What is SMART?

SMART is a software package that integrates various high-level logical (functional) and timing/stochastic (nonfunctional) modeling formalisms (e.g., stochastic Petri nets) in a single modeling study. Each (sub)model is described in a uniform environment and solved using a variety of solution techniques, from symbolic model-checking for temporal logic verification to numerical methods and simulation for performance analysis. Since SMART is intended as a research tool, it is written in a modular way that allows researchers to perform the easy integration of new formalisms and solution algorithms. One of the main strengths of SMART is its emphasis on structural decomposition methods for the efficient storage and analysis of discrete-state models.

Initially the acronym SMART stood for ``Simulation and Markovian Analyzer for Reliability and Timing''. However, given our emphasis on symbolic (decision-diagram-like) data structure and algorithms, we have now extended many of SMART capabilities to this area, so the acronym now stands for ``Symbolic Model checking Analyzer for Reliability and Timing''.

The evolution of SMART

1994-1996

First prototype built. It contains a general framework for defining multiple interacting models that can exchange data between them. It is able to compute the stationary solution of generalized stochastic Petri net models with an ergodic underlying continuous time Markov chain using traditional sparse matrix techniques and iterative solution methods.

1997-1999

• Kronecker-based solution algorithms are integrated into SMART.

  B. Buchholz, G. Ciardo, S. Donatelli, and P. Kemper. Complexity of memory-efficient Kronecker operations with applications to the solution of Markov models. INFORMS Journal on Computing, 13(3):203-222, 2000.

• A new data structure for state space storage using a few bytes per state is implemented. SMART computes the stationary solution of a continuous-time Markov model with 11 million states in about two days a single workstation.

  G. Ciardo and A. S. Miner. Storage alternatives for large structured state spaces. In Proc. Techniques Tools for Computer Performance Evaluation, pages 44-57 June 1997. Springer-Verlag.

• A technique based on multiway decision diagrams (MDDs) to store the state space is implemented. When performing reachability analysis, SMART can explore and store huge state spaces using little time and memory. For example, SMART can generate the state space for the dining philosophers problem with 1,000 philosophers (almost 10**627 states) in 10 minutes using 660Kbytes of memory.

(Point labeling examples)
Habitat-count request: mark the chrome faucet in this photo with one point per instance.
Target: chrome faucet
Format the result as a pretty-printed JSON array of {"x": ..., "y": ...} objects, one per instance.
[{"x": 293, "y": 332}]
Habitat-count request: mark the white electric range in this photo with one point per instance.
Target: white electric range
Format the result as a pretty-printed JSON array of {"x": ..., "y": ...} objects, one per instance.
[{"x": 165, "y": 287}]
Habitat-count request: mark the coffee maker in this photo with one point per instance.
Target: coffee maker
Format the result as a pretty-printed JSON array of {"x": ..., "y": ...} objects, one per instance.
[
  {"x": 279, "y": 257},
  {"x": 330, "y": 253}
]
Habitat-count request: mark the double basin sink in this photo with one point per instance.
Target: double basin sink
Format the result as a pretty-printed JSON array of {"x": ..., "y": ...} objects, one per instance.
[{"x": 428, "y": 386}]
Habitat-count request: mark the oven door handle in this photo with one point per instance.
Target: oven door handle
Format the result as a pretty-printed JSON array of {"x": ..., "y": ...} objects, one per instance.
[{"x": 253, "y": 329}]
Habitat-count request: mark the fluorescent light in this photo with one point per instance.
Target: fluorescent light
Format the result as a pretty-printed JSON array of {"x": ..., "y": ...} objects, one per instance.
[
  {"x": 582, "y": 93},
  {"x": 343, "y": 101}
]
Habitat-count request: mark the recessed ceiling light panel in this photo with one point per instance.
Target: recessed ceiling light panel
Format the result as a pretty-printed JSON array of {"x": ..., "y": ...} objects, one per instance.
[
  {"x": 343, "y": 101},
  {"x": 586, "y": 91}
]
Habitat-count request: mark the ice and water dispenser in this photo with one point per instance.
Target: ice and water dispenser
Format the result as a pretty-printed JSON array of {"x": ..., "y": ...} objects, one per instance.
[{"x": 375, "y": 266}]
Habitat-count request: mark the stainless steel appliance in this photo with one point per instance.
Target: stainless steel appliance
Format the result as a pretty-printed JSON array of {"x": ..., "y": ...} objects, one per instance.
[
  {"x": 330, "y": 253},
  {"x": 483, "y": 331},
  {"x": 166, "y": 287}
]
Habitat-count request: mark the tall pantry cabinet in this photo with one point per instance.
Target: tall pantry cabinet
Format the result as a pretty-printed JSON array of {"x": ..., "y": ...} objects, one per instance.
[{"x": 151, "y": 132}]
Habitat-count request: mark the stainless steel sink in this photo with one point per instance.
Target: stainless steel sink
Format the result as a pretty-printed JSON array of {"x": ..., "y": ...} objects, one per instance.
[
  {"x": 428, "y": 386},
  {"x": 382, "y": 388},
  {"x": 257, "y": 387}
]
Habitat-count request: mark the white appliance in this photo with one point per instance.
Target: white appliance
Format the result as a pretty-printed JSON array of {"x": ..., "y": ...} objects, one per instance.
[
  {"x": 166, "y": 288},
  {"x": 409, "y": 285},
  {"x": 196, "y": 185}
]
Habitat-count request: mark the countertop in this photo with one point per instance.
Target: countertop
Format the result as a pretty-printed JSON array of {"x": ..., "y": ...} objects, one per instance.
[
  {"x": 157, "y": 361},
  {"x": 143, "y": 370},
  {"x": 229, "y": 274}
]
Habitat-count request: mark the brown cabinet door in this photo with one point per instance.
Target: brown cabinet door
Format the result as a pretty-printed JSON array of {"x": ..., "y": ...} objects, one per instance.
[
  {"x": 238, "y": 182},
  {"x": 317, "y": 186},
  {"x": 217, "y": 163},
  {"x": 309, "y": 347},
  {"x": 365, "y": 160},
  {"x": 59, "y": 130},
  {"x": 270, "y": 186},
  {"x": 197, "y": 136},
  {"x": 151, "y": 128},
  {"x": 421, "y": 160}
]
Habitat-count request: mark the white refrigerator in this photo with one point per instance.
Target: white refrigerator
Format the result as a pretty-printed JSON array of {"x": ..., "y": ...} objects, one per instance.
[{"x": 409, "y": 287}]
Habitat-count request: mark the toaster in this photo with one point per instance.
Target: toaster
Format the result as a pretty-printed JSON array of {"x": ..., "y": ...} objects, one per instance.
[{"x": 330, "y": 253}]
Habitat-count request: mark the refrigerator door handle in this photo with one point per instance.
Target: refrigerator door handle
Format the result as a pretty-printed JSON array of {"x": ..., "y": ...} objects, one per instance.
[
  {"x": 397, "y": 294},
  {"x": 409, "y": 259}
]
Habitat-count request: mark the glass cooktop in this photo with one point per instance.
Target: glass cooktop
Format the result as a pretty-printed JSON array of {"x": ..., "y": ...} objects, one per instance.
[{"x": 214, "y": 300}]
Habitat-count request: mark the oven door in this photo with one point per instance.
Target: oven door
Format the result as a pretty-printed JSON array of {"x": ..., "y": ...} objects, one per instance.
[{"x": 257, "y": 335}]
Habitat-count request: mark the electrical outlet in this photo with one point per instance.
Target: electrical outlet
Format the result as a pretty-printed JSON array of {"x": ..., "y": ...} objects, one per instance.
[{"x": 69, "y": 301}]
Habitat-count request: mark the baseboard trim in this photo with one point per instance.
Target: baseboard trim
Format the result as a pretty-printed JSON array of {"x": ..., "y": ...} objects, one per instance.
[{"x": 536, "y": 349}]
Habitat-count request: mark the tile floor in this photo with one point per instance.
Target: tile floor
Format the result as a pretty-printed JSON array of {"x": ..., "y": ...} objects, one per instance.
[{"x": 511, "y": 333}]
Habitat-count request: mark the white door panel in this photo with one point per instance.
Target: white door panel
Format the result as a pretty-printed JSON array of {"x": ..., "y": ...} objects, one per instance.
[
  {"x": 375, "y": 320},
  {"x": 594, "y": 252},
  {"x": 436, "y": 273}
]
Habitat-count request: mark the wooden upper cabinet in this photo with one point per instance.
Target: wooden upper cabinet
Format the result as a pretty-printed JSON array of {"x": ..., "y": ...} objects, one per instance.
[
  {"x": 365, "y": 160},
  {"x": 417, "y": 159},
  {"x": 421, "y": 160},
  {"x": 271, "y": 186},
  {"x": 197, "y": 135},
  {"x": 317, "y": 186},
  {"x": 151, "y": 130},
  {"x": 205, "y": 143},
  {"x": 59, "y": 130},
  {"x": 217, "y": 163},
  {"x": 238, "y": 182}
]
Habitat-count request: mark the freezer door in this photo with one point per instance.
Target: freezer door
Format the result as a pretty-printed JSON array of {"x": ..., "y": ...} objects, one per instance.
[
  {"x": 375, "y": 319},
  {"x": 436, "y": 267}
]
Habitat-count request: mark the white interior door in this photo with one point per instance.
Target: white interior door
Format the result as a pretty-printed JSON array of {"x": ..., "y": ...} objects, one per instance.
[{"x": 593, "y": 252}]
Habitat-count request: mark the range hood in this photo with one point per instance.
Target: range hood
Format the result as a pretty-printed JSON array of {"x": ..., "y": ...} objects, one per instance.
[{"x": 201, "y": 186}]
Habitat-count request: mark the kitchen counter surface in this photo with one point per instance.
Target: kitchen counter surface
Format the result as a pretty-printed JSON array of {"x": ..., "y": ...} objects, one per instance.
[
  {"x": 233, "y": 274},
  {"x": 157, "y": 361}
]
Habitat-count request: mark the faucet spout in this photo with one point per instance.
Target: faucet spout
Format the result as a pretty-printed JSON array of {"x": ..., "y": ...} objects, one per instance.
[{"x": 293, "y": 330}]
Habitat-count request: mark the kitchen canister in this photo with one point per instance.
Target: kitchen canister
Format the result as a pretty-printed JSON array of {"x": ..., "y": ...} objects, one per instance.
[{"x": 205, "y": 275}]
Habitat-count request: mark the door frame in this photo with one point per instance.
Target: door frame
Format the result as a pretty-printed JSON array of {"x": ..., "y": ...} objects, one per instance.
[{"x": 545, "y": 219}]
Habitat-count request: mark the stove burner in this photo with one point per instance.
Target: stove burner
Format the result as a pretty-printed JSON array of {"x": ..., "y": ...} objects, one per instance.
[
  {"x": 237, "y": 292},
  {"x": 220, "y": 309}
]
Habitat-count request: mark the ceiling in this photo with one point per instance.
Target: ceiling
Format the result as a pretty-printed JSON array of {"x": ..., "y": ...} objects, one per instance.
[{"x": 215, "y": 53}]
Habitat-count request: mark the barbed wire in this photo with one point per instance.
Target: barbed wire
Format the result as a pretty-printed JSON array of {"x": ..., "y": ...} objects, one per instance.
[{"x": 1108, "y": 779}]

→ TASK LIST:
1. In the text about SMART, what did the acronym SMART originally stand for?
2. Summarize the text about SMART in two sentences.
3. Resume the text about SMART after its last sentence, carrying its account of the program's development forward.

→ TASK RESULTS:
1. Simulation and Markovian Analyzer for Reliability and Timing

2. SMART is a modular research software package that integrates logical and timing/stochastic modeling formalisms in a single study and solves models with techniques from symbolic model checking to numerical methods and simulation, emphasizing structural decomposition for discrete-state models. Its first prototype (1994-1996) computed stationary solutions of generalized stochastic Petri net models, and in 1997-1999 Kronecker-based algorithms, a compact state-space data structure, and a multiway decision diagram technique for storing state spaces were added.

3.
  A. Miner and G. Ciardo. Efficient reachability set generation and storage using decision diagrams. In Proc. ICATPN 1999, Lecture Notes in Computer Science 1639 (Proc. 20th Int. Conf. on Williamsburg, VA, USA, pages 6-25. June 1999. Springer-Verlag.

• Matrix diagrams are defined and used to store the infinitesimal generator of the underlying Markov chain. This sophisticated encoding allows SMART to employ efficient access to the entries of the infinitesimal generator by columns. SMART computes the stationary solution of a continuous-time Markov model with 40 million states in about three days, on a single workstation.

  G. Ciardo and A. Miner. A data structure for the efficient Kronecker solution of GSPNs. In P. Buchholz, editor, Proc. 8th Int. Workshop on Petri Nets and Performance Models (PNPM'99), pages 22-31. Sept. 1999. IEEE Comp. Soc. Press.

  A. S. Miner. Efficient solution of GSPNs using Canonical Matrix Diagrams. In Proc. 9th Int. Workshop on Petri Nets and Performance Models (PNPM'01) , pages 101-110, Aachen, Germany, Sept. 2001. IEEE Comp. Soc. Press.

• Work begins on simulation for models with arbitrary distributions and on numerical solution of models with discrete phase-type distributions.

2000-2002

• New MDD algorithms for symbolic state-space generation are implemented, resulting in a speedup of over one order of magnitude on most models.

  G. Ciardo, G. Luettgen, and R. Siminiceanu. Efficient symbolic state-space construction for asynchronous systems. In Proc. ICATPN, pages 103-122, June 2000. Springer-Verlag.

• A new Saturation algorithm for symbolic state-space generation is implemented, resulting in a speedup of an additional three orders of magnitude, accompanied by a similar reduction in memory requirements in many cases.

  G. Ciardo, G. Luettgen, and R. Siminiceanu. Saturation: an efficient iteration strategy for symbolic state-space generation. In Proc. TACAS, pages 328-342, April 2001. Springer-Verlag.

• Full CTL model checking capabilities are provided.

  G. Ciardo and R. Siminiceanu. Structural symbolic CTL model checking of asynchronous systems. In Proc. CAV, LNCS 2725, pages 40-53, July 2003. Springer-Verlag.

• A numerical solution for Phased Delay Stochastic Petri Nets (PDPNs) is implemented. This allows SMART to solve certain non-Markovian stochastic models without having to resort to discrete-event simulation.

  R. L. Jones and G. Ciardo. On phased delay stochastic Petri nets: Definition and an application. In Proc. PNPM, pages 165-174, September 2001. IEEE Comp. Soc. Press.

• Efficient witness and counterexample generation for CTL model checking is provided.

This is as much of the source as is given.